**Activity list**
• 1. In the blog excerpt about the writer's dog, what was the name of the German Shepherd that saved the writer's life?
• 2. Write out everything in the blog excerpt about the writer's dog from "This time he" down to "And pouf. He vanishes.".

**Text block**
BEGIN
This time he wears a cowboy hat. I ask him who he is.

“Calvin Bucket,” he says.

A likely story.

“Andy Coulson?” He suggests.

That’s better. I like the way these episodes meld with the fantasy that we call reality.

“Now, here’s how it is, Calvin, Andy, Cyrano, whatever.” I say. “You want to validate your existence? Fuck off and do it somewhere else, with someone who believes in you.”

And pouf. He vanishes.

The only ones validating their existence around here are me and my dog.

Dog on a Blog

 

What is this? A picture of a dog? But hey, it’s Blanco’s birthday, as well as mine – we share so many things; underwear, shirts, an inability to remember names – and you can do what you want on your birthday.

I never really intended getting a dog. Indeed have always felt quite hostile to the urban dog, and its owners. And as for those groups of dog owners who congregate eagerly in the park discussing the various merits of their canine companions, I give them a wide berth. But like other humans, I have a deep, cave-dwelling canine affinity and in my drinking days was known to befriend and hug many a stray and confide inebriated nothings into their doggy ears, when everyone else had long since stopped listening to me. The dog doesn’t mind, he thinks you’re just being friendly, even if you smell of mustard gas he doesn’t mind, because he probably does as well.

A German Shepherd once saved my life, when I slipped in the snow and started rolling down an Alp. Honestly. It was in Haute Savoie.  He bounded down the hill through the snow and lay cross-ways in my path to stop me from rolling over a precipice. He had followed me from my friends’ remote home on a winter’s evening when, already well-oiled, I just had to walk five kilometres to the nearest bar. So on arriving in the village I  took him to the Bistro instead and ordered him a raw steak. A group of local firemen eating their dinner were well impressed. That dog was called Flambard.
END
**Dataset excerpts**
BEGIN
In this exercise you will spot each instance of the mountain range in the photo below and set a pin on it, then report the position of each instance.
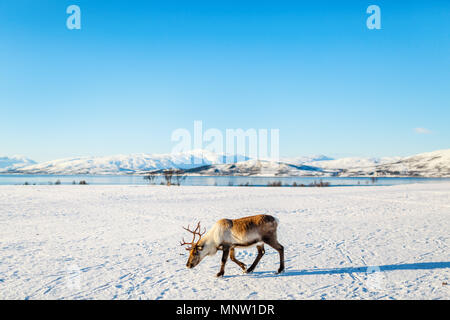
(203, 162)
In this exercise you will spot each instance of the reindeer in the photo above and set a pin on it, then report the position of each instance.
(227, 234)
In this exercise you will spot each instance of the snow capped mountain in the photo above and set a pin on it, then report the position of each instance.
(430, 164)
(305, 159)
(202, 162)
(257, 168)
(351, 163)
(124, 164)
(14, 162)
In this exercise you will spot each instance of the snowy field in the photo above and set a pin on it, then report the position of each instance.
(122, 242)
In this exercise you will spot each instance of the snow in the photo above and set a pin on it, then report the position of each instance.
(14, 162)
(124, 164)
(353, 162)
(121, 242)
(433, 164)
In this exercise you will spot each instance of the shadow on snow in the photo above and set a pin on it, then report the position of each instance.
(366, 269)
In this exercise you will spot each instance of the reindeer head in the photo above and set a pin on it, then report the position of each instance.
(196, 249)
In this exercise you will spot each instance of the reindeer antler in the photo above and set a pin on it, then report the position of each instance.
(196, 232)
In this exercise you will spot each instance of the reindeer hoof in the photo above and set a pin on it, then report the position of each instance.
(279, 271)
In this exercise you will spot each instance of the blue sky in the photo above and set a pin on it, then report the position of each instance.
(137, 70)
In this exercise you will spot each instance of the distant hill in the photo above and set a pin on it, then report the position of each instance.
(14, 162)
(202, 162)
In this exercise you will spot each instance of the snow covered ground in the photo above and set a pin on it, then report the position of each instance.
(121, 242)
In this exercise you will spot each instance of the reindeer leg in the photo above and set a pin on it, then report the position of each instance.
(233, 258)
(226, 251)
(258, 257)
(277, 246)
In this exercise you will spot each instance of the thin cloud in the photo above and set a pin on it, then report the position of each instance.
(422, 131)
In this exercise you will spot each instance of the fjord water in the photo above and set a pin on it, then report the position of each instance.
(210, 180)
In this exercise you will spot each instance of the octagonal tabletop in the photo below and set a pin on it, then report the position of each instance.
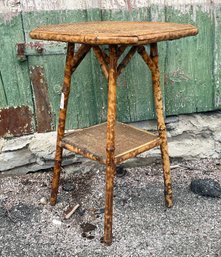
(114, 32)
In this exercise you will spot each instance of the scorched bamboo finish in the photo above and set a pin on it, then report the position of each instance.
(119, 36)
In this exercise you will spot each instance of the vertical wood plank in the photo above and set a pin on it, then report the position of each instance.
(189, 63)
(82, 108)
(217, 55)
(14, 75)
END
BEGIN
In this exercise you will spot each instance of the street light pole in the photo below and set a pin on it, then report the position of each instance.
END
BEGIN
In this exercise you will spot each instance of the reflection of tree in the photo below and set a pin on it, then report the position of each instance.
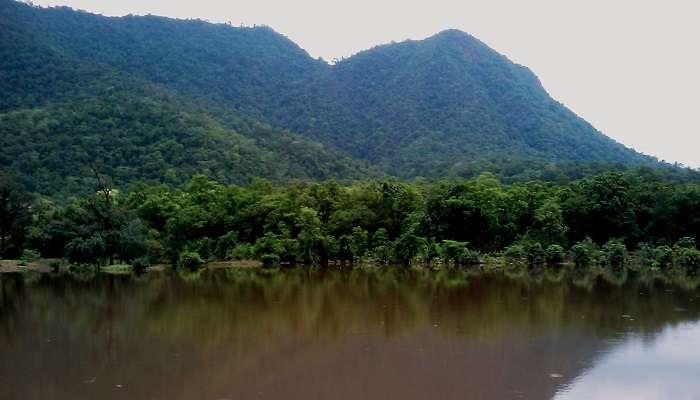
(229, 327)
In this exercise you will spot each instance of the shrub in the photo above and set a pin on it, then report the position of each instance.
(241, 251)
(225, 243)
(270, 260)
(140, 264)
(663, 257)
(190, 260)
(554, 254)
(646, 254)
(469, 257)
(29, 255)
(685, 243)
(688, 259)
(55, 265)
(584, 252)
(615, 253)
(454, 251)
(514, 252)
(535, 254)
END
**Written responses**
• 1. Flambard

• 2.
This time he wears a cowboy hat. I ask him who he is.

“Calvin Bucket,” he says.

A likely story.

“Andy Coulson?” He suggests.

That’s better. I like the way these episodes meld with the fantasy that we call reality.

“Now, here’s how it is, Calvin, Andy, Cyrano, whatever.” I say. “You want to validate your existence? Fuck off and do it somewhere else, with someone who believes in you.”

And pouf. He vanishes.